Image entries for named regions:
++++++++
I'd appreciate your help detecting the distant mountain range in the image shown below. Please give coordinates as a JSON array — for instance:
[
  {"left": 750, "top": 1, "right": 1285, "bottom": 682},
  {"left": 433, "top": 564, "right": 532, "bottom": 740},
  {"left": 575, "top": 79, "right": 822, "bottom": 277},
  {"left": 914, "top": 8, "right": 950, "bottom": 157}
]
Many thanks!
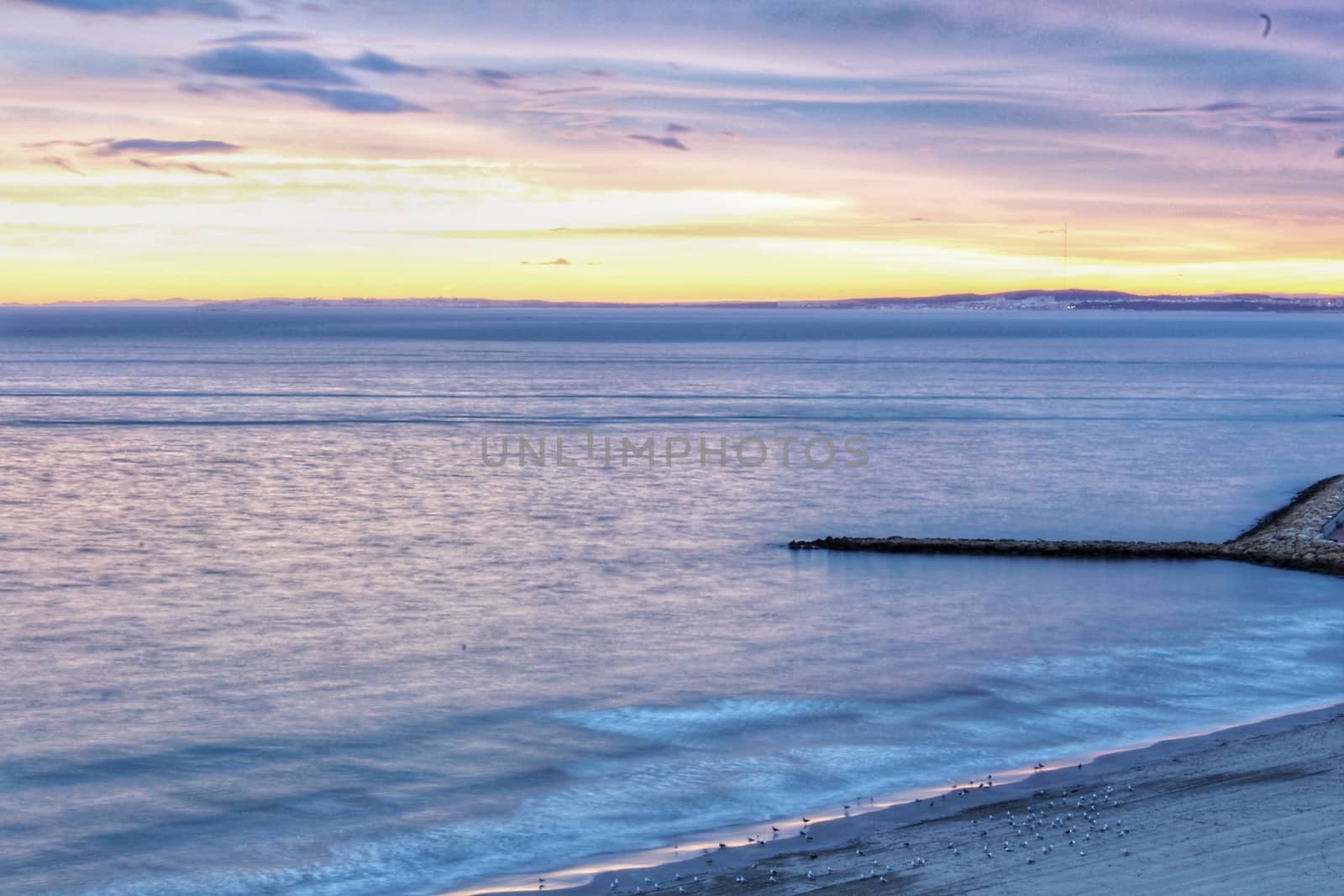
[{"left": 7, "top": 289, "right": 1344, "bottom": 313}]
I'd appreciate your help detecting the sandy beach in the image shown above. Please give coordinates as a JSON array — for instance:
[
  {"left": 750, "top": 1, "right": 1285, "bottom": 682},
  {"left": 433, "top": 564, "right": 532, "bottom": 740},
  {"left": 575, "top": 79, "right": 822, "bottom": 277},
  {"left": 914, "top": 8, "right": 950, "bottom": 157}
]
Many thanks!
[{"left": 486, "top": 704, "right": 1344, "bottom": 896}]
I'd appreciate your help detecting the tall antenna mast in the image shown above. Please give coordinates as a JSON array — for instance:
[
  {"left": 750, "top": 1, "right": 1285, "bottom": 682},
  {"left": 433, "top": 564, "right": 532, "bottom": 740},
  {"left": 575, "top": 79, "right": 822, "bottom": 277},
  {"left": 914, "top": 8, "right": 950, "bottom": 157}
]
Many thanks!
[{"left": 1037, "top": 220, "right": 1068, "bottom": 289}]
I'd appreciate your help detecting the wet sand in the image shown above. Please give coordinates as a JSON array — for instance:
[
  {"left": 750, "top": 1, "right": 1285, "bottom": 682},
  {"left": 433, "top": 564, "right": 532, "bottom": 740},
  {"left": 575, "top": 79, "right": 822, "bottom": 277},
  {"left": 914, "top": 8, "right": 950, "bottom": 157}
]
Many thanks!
[{"left": 491, "top": 704, "right": 1344, "bottom": 896}]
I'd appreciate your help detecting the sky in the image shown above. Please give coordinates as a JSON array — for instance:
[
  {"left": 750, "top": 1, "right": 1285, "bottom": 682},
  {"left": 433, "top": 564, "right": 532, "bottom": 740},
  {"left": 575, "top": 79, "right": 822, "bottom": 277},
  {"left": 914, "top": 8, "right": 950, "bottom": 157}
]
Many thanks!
[{"left": 0, "top": 0, "right": 1344, "bottom": 302}]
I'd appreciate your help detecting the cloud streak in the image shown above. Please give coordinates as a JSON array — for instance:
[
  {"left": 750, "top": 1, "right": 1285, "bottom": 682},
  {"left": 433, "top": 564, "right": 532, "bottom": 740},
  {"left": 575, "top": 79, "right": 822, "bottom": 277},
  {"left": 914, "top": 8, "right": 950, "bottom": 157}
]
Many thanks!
[
  {"left": 95, "top": 137, "right": 242, "bottom": 156},
  {"left": 184, "top": 45, "right": 354, "bottom": 85},
  {"left": 627, "top": 134, "right": 690, "bottom": 152},
  {"left": 24, "top": 0, "right": 244, "bottom": 18},
  {"left": 130, "top": 159, "right": 233, "bottom": 177},
  {"left": 265, "top": 83, "right": 428, "bottom": 114},
  {"left": 345, "top": 50, "right": 434, "bottom": 76}
]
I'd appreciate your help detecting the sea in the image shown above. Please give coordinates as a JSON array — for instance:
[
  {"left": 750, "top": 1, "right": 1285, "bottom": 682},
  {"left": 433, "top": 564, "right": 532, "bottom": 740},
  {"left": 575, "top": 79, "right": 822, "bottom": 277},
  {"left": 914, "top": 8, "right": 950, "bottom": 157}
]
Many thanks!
[{"left": 0, "top": 305, "right": 1344, "bottom": 896}]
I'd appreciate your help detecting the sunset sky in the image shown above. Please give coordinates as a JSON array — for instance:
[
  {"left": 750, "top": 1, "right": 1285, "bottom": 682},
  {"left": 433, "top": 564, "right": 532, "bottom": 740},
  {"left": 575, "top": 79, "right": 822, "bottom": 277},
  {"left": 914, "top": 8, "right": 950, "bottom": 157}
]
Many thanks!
[{"left": 0, "top": 0, "right": 1344, "bottom": 302}]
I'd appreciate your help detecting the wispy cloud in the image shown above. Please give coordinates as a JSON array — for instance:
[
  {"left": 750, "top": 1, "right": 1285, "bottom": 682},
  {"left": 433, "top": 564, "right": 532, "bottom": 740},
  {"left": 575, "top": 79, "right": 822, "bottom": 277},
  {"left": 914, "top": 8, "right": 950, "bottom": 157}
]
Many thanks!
[
  {"left": 265, "top": 83, "right": 428, "bottom": 114},
  {"left": 130, "top": 159, "right": 233, "bottom": 177},
  {"left": 36, "top": 156, "right": 86, "bottom": 177},
  {"left": 466, "top": 69, "right": 513, "bottom": 87},
  {"left": 184, "top": 45, "right": 354, "bottom": 85},
  {"left": 95, "top": 137, "right": 242, "bottom": 156},
  {"left": 24, "top": 0, "right": 244, "bottom": 18},
  {"left": 627, "top": 134, "right": 690, "bottom": 152},
  {"left": 202, "top": 31, "right": 309, "bottom": 45},
  {"left": 345, "top": 50, "right": 434, "bottom": 76}
]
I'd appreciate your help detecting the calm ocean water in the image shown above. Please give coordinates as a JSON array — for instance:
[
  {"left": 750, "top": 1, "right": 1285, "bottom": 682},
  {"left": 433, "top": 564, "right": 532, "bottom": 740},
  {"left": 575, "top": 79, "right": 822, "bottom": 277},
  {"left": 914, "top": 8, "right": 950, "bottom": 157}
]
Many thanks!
[{"left": 0, "top": 307, "right": 1344, "bottom": 896}]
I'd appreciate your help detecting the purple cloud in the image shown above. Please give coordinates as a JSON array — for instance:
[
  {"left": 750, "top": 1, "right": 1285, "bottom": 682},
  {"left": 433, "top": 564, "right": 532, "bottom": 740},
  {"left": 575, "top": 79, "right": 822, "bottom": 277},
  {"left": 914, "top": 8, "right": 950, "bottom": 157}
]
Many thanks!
[
  {"left": 186, "top": 45, "right": 354, "bottom": 85},
  {"left": 36, "top": 156, "right": 87, "bottom": 177},
  {"left": 265, "top": 83, "right": 428, "bottom": 114},
  {"left": 94, "top": 137, "right": 242, "bottom": 156},
  {"left": 130, "top": 159, "right": 233, "bottom": 177},
  {"left": 627, "top": 134, "right": 690, "bottom": 152},
  {"left": 18, "top": 0, "right": 244, "bottom": 18},
  {"left": 345, "top": 50, "right": 433, "bottom": 76},
  {"left": 204, "top": 31, "right": 307, "bottom": 45}
]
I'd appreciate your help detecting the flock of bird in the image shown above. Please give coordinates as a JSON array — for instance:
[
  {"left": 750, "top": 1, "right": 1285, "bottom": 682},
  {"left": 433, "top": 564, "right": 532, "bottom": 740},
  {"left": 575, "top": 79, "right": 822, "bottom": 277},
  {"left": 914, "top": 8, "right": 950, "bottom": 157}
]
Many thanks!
[{"left": 594, "top": 766, "right": 1134, "bottom": 896}]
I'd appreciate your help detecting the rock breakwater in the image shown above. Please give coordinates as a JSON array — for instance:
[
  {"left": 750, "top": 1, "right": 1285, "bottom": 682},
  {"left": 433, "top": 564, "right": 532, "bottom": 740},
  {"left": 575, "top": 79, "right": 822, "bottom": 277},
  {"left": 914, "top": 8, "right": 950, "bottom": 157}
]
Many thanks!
[{"left": 789, "top": 474, "right": 1344, "bottom": 576}]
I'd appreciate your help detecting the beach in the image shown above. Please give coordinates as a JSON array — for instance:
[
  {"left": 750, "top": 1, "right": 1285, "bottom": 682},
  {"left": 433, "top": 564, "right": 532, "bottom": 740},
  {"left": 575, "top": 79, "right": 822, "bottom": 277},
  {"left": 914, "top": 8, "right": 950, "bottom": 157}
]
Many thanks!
[{"left": 527, "top": 704, "right": 1344, "bottom": 896}]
++++++++
▶ _Set problem_
Format the stretch of the records above, from the line containing "I'd appreciate your help detecting the beach" through the end of the records, as a numbered list, and leave out any blank lines.

▶ _Exercise output_
1. I'd appreciate your help detecting the beach in the image shown above. Please give coordinates as a JSON array — for instance:
2. [
3.   {"left": 750, "top": 1, "right": 1285, "bottom": 682},
4.   {"left": 433, "top": 564, "right": 532, "bottom": 740},
5.   {"left": 575, "top": 79, "right": 822, "bottom": 277},
6.   {"left": 914, "top": 8, "right": 950, "bottom": 157}
7. ]
8. Many thanks!
9. [{"left": 527, "top": 704, "right": 1344, "bottom": 896}]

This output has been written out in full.